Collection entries
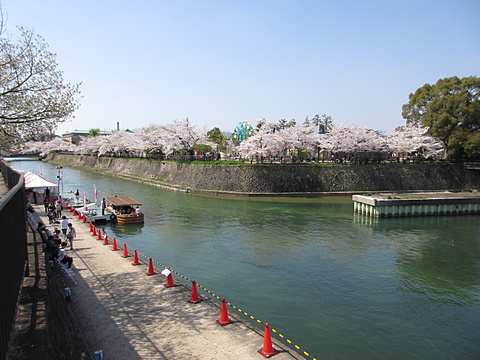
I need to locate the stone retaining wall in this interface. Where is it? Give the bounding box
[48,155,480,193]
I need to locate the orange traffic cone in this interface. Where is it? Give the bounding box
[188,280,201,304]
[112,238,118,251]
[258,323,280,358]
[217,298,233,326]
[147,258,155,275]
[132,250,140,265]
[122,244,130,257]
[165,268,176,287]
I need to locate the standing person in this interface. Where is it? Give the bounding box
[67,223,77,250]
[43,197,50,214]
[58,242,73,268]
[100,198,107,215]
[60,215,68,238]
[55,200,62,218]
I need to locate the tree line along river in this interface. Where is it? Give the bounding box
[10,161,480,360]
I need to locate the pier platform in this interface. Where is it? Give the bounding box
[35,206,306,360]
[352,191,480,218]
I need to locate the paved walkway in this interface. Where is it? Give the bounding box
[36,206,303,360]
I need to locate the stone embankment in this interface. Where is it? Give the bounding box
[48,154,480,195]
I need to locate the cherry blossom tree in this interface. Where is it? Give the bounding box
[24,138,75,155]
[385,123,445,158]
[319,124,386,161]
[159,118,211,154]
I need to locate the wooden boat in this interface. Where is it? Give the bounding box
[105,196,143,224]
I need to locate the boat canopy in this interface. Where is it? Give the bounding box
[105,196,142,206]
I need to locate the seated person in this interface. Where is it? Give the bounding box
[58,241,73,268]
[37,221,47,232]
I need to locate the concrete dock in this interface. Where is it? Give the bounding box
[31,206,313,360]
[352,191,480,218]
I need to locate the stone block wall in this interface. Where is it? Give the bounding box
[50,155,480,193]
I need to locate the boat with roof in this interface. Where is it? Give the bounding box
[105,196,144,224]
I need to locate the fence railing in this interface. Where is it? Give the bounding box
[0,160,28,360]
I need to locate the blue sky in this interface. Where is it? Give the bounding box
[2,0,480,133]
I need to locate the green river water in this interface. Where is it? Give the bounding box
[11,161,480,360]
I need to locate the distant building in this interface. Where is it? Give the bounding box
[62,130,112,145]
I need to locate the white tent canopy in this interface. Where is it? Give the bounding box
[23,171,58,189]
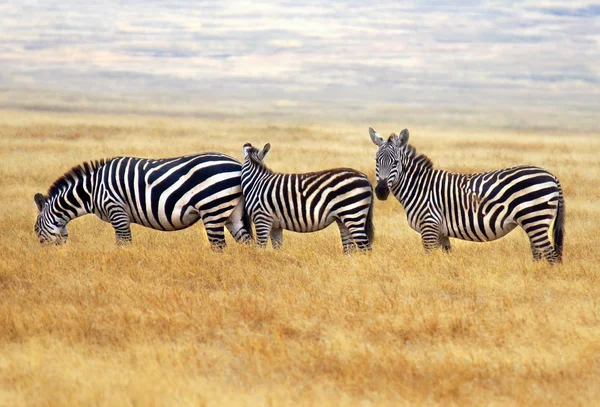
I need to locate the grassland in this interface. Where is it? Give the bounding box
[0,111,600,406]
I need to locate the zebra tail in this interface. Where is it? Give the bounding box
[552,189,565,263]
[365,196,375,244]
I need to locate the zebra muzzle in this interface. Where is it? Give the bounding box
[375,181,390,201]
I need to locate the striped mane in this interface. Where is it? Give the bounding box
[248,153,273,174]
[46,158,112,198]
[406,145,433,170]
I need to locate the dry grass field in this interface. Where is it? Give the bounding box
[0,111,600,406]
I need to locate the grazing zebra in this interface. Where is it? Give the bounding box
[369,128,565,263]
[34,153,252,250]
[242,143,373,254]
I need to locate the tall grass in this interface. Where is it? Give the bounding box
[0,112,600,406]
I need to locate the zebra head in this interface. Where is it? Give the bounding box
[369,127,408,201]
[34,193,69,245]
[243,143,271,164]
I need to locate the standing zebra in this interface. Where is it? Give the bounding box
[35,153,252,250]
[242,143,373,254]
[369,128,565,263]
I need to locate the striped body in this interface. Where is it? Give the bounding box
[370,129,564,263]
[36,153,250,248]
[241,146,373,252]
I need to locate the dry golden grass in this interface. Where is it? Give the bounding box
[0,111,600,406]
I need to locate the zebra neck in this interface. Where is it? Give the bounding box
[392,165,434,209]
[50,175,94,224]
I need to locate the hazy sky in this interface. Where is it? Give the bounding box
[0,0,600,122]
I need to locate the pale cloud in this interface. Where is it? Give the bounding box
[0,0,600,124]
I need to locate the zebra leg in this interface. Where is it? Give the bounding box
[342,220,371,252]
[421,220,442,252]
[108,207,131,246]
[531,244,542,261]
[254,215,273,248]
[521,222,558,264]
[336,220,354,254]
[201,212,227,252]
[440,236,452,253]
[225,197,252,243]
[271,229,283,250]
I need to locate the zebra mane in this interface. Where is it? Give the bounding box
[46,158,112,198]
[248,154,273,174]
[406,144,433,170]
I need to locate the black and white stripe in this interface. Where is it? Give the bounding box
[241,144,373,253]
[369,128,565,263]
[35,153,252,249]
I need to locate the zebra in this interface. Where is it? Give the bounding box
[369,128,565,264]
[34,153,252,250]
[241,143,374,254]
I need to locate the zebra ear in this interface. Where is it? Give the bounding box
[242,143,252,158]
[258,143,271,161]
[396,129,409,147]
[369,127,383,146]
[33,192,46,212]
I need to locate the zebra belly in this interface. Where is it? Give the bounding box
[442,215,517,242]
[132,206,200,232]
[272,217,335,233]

_Challenge:_ Convert every row from the one containing "I need to locate the zebra ear" through the end of the rows into a two-column CSV with the headers request and answer. Give one line per request, with each field in double quotes and any line breaks replaced by spaces.

_Exercise solution:_
request,answer
"I need to locate the zebra ear in this interface. Where is it? Give the bounding box","[242,143,252,158] [258,143,271,161] [396,129,409,147] [369,127,383,146] [33,192,46,212]"
"I need to locate the zebra belly in this interface. Where is it? Give the bounding box","[442,215,517,242] [132,206,200,232] [272,217,335,233]"